Itens de uma fonte de dados:

□ □ □ □

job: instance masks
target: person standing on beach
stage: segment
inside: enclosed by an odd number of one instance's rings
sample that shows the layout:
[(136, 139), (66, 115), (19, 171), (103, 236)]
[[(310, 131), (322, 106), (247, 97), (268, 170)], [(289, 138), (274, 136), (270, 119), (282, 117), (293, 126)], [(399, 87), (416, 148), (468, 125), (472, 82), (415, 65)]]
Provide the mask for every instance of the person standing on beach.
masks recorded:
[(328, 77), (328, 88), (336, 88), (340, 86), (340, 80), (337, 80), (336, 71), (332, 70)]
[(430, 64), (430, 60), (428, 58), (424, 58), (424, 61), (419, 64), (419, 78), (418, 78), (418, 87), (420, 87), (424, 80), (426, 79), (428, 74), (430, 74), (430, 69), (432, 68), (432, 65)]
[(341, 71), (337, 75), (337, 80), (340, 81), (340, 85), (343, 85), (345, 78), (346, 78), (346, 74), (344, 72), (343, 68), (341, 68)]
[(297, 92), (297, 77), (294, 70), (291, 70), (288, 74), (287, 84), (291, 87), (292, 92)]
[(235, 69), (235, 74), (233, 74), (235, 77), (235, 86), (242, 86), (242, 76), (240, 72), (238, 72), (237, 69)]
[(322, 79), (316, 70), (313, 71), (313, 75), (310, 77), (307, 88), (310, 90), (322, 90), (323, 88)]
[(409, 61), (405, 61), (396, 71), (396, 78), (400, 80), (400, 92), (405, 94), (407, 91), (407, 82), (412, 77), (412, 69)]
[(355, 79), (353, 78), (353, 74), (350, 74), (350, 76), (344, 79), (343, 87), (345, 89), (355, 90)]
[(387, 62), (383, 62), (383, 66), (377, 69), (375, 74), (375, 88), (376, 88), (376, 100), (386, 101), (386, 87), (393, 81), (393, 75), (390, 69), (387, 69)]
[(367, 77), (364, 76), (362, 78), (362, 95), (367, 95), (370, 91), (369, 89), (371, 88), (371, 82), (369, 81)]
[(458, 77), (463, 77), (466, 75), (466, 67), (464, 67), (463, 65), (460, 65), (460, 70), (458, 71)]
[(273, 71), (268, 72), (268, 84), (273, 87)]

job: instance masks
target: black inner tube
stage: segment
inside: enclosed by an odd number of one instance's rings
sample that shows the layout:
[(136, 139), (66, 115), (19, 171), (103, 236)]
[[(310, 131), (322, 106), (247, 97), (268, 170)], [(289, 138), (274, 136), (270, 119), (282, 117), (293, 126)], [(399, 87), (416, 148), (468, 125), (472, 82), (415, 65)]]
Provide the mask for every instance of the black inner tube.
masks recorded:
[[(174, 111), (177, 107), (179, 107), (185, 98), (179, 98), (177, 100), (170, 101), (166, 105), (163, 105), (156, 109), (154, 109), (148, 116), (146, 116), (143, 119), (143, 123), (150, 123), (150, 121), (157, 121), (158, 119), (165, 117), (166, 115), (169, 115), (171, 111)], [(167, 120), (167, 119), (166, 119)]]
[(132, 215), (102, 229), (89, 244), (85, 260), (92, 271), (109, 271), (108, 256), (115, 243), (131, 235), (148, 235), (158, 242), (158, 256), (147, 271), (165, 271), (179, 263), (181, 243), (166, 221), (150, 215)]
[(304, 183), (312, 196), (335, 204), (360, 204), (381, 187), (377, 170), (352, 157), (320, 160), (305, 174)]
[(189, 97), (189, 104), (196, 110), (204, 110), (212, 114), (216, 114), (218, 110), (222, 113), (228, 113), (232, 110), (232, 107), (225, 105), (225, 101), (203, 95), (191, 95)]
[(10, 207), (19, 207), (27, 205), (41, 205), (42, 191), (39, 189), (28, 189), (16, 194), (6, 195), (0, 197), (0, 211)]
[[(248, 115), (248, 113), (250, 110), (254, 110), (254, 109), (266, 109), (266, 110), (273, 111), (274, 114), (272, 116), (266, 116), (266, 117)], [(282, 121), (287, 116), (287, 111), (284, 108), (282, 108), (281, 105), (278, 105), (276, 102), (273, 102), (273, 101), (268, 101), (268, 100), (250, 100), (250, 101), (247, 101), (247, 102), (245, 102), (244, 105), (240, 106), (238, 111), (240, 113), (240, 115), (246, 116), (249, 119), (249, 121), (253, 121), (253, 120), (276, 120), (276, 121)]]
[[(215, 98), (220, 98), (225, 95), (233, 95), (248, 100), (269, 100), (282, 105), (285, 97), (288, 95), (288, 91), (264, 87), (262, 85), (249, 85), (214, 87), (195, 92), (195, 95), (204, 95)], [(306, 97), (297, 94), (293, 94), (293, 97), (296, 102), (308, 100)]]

□ □ □ □

O que fazer = Reescreva como uma lista JSON de strings as linhas que vão do início dos itens até a linha que contém "71), (332, 70)]", incluindo as duas pontas. Use uma string para cada linha e omita as linhas em branco.

Resposta correta =
[
  "job: instance masks",
  "target: person standing on beach",
  "stage: segment",
  "inside: enclosed by an odd number of one instance's rings",
  "sample that shows the layout:",
  "[(136, 139), (66, 115), (19, 171), (103, 236)]",
  "[[(310, 131), (322, 106), (247, 97), (268, 170)], [(289, 138), (274, 136), (270, 119), (282, 117), (293, 126)], [(399, 87), (416, 148), (468, 125), (472, 82), (415, 65)]]",
  "Provide the mask for every instance of the person standing on beach.",
  "masks recorded:",
  "[(328, 77), (328, 88), (336, 88), (340, 86), (340, 80), (337, 80), (336, 71), (332, 70)]"
]